Por favor, reescribe el fragmento sobre la corrupción empezando por "Como Diógenes, el" y siguiendo hasta "común. Los hay.", con "Corinto" en lugar de "Atenas".

**Fragmento para leer**.
○ ○ ○

Como Diógenes, el cínico que ni a la lumbre del candil conseguía encontrar a un solo hombre honrado en toda Atenas, así nos pasa a muchos ciudadanos que, de cara a las próximas elecciones, todavía soñamos con un país de gente honrada con espíritu de servicio y ganas de trabajar por el bien común. Los hay.
Pero es un fastidio eso de que la corrupción pase de padres a hijos y se convierta en una especie de maldición que traspasa los tiempos y los regímenes por generaciones. Lo peor es que la decepción del pueblo va creando una costra que vuelve impasible a cualquiera. Ese es un logro de los corruptos: generar un estado de indiferencia que todo lo consiente. Semejante estado resulta letal para la sociedad y para la democracia. Bien está que el Gobierno, la Fiscalía los jueces (suponiendo que la discapacidad no llegue a mayores), actúen con radical ejemplaridad, pero no son sólo ellos quienes tienen que hacerlo; es la sociedad entera la que tiene que reaccionar y decir no a los corruptos, comenzando a limpiar la propia casa. El país no necesita gente guapa que dé ejemplo de mal vivir, por mucho que roben, tengan y gasten, sino gente que gane el pan con el sudor de su frente, que cree riqueza y la reparta.
Lo que está en juego es nuestra cultura y, permítanme que lo diga, nuestra religión. Los corruptos han entregado el corazón al becerro de oro, ante el que se inclinan devotamente. Y, al olvidarse del Dios verdadero, se han olvidado del humanismo más elemental. El becerro no para de guiñar el ojo a cualquiera que pase por delante; él sabe que todos somos sensibles al money money. Unos, porque lo necesitan; otros, porque necesitan más; y otros porque nada puede saciar su codicia. Mientras el mundo venda su alma al mejor postor y promueva una cultura economicista, la gran tentación, cual experiencia cuasi religiosa, será siempre someter al hombre, descartar a los no productivos y devorar la mejor tajada.

○ ○ ○

**Extracto de datos**.
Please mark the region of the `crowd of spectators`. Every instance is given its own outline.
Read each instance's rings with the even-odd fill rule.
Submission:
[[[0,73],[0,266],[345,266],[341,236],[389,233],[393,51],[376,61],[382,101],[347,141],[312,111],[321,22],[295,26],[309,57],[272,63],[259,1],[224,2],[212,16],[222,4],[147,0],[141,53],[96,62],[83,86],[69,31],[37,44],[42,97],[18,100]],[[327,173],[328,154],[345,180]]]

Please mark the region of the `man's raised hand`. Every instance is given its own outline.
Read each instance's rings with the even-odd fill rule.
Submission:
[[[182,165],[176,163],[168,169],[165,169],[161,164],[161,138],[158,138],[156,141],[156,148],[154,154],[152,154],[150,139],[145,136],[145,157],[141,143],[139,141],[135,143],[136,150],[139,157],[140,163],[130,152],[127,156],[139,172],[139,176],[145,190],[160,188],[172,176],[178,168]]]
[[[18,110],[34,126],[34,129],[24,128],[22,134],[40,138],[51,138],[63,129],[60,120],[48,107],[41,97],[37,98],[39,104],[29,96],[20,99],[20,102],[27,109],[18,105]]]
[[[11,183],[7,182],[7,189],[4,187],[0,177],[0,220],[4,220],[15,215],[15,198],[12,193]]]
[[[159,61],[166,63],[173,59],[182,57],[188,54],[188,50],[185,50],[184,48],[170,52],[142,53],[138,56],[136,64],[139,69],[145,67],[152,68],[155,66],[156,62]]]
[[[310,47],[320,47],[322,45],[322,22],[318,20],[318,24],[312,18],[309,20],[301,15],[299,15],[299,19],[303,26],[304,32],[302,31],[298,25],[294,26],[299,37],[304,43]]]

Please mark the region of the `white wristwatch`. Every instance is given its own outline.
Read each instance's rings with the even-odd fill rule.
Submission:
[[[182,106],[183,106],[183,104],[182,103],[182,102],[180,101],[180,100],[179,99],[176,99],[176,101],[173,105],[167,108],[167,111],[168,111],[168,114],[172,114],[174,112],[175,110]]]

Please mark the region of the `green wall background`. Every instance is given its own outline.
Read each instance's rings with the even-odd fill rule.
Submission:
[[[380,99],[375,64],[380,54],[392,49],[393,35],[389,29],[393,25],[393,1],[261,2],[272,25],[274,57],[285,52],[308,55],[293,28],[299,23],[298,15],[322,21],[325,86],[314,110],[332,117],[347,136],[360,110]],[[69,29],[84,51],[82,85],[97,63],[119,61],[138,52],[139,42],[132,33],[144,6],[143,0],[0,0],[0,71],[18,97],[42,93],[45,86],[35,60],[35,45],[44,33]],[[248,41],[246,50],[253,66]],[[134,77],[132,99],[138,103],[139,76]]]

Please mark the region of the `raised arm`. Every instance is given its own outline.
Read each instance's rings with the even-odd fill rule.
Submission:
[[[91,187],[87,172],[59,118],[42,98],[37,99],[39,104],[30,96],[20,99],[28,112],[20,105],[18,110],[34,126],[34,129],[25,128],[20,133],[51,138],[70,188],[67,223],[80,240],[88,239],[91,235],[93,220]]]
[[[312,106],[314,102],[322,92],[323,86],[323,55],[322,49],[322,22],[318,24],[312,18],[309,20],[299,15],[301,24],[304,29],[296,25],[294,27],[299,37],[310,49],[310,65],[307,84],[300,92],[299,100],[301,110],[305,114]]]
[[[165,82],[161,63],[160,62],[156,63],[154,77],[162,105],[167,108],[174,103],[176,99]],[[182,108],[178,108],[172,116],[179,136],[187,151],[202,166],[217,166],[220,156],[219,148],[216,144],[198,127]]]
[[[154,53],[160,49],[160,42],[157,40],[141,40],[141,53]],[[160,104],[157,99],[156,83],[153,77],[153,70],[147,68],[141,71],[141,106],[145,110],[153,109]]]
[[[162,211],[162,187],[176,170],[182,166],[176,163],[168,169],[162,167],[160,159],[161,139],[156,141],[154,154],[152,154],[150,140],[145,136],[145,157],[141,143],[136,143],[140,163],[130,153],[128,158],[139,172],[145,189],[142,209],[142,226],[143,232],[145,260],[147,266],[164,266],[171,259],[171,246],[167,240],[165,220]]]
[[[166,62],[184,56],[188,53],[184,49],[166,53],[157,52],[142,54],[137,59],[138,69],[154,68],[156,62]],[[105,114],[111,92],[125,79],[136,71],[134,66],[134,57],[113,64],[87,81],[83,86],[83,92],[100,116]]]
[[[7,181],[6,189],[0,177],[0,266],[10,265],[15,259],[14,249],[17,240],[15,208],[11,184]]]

○ ○ ○

**Solución del ejercicio**.
Como Diógenes, el cínico que ni a la lumbre del candil conseguía encontrar a un solo hombre honrado en toda Corinto, así nos pasa a muchos ciudadanos que, de cara a las próximas elecciones, todavía soñamos con un país de gente honrada con espíritu de servicio y ganas de trabajar por el bien común. Los hay.